OBJECTIVE
Go through the records and give each one again exactly.

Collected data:
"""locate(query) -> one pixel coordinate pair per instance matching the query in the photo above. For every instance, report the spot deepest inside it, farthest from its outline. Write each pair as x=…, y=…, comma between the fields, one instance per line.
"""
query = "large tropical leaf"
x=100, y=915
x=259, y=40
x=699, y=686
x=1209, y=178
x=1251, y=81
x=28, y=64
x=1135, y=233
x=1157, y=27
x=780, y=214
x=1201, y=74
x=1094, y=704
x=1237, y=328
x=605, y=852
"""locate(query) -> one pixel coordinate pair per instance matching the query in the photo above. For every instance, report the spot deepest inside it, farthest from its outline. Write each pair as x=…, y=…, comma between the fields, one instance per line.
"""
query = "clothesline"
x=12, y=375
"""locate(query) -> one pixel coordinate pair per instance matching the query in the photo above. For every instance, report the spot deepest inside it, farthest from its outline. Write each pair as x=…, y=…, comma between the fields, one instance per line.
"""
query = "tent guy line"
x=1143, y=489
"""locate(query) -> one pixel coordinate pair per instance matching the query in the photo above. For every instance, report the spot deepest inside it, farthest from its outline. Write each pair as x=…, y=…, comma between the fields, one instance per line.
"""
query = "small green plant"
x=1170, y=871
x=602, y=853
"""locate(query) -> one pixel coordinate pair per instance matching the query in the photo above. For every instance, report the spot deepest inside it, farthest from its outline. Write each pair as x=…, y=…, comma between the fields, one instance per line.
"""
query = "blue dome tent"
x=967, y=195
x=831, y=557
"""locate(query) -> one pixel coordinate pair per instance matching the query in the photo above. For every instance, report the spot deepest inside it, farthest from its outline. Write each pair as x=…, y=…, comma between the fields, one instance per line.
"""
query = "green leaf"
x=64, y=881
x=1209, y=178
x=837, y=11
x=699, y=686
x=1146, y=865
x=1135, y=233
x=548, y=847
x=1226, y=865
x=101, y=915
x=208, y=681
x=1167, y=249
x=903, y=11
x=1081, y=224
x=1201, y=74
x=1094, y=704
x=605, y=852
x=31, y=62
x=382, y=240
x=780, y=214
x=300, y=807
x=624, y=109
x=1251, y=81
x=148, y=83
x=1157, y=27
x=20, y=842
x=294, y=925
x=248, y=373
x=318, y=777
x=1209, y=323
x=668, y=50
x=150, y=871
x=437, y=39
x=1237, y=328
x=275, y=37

PROBLEM SOLUTION
"""locate(query) -> one pixel coordinate pair per instance matching the query in the photo above. For every instance, report the spot deepest inside it, farthest from its outline. Write each pair as x=…, y=…, comma between the fields, one instance per line.
"""
query = "large tropical leaf"
x=100, y=915
x=259, y=40
x=699, y=686
x=1209, y=178
x=1251, y=81
x=28, y=64
x=1135, y=233
x=1157, y=27
x=780, y=214
x=1201, y=74
x=1094, y=704
x=1237, y=328
x=605, y=852
"""locate(query) -> one pixel coordinate pair per instance matching the query in the photo above. For every instance, report the spot deepest inside it, farthest from its outline. Write each pair as x=…, y=…, comma between the fields, one instance per line.
"""
query = "clothesline"
x=12, y=375
"""locate(query) -> one pixel coordinate pair per instance matching the query in the photo above. For every instance, report the spot deepest inside it, farthest from its outline. Write each pair as x=…, y=…, comma between the fields, one instance per line.
"""
query = "tent guy line"
x=1143, y=489
"""locate(query) -> one pixel coordinate pair per instance matching the query in the photo above. For every instance, report the spot deepest inside it, farthest from its outline. Write each pair as x=…, y=…, comma between the fields, one instance per line.
"""
query = "small green plant"
x=1170, y=871
x=602, y=853
"""locate(query) -> one pixel coordinate pair per instance matching the query in the photo above. For every instance, report the spot deepest inside it, farthest from its outline. Write each pair as x=…, y=…, comma between the fields, one instance per line.
"""
query = "blue dome tent"
x=967, y=195
x=831, y=557
"""locate(query) -> one pixel coordinate pair per instance matching the query in the photo above. For every instance, report the spot deepest inside it, farthest from its outline. Write each pair as x=…, y=…, comma between the fields, one instance per line.
"""
query = "green leaf"
x=64, y=881
x=1209, y=178
x=837, y=11
x=699, y=686
x=1146, y=865
x=1135, y=233
x=548, y=847
x=1226, y=865
x=101, y=915
x=208, y=681
x=1167, y=249
x=903, y=11
x=1081, y=224
x=1201, y=74
x=1094, y=704
x=605, y=852
x=31, y=62
x=382, y=240
x=780, y=214
x=300, y=807
x=624, y=109
x=1251, y=81
x=148, y=83
x=1157, y=27
x=20, y=842
x=294, y=925
x=248, y=373
x=318, y=777
x=1209, y=323
x=668, y=50
x=150, y=871
x=437, y=39
x=1237, y=328
x=275, y=37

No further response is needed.